### YOUR OBJECTIVE
In the listing below, reproduce the stretch from the line containing "Would you be able to point to the blue" through the line containing "column 20, row 105", substituting "blue wall" for "blue painted wall" and leaving everything else unchanged.

Collection entries
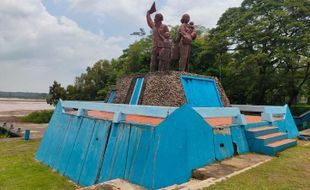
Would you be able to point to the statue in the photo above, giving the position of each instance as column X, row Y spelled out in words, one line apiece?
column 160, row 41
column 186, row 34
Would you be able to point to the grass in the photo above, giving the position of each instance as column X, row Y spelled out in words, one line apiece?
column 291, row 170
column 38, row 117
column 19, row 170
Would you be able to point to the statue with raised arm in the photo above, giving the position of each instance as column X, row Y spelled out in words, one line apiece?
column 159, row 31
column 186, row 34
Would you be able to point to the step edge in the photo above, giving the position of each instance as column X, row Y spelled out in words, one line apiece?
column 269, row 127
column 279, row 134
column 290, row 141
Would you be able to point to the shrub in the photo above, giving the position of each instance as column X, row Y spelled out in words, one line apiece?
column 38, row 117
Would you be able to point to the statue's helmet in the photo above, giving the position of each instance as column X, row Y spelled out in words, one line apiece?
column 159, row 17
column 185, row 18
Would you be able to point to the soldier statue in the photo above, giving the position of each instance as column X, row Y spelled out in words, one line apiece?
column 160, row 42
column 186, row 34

---

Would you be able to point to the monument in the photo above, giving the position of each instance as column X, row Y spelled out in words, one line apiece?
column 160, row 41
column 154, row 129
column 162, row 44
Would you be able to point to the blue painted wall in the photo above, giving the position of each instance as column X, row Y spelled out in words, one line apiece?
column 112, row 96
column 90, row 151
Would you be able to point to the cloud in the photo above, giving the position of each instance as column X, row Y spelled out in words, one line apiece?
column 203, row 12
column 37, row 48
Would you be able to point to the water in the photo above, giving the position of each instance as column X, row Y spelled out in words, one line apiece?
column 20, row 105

### THE OUTPUT
Would you be able to point to the blue wall in the photo above, giving the position of each instance as column X, row Y spelled out in words, one line apiece?
column 112, row 96
column 90, row 151
Would you be able to point to the cloud in the photo above, giving the position of each instance as column X, row Y spelled out in words, one line apiece?
column 203, row 12
column 37, row 48
Would you be able to point to the water in the photo above, giving the position of each instance as column X, row Y spelled out in words, one line apiece?
column 20, row 105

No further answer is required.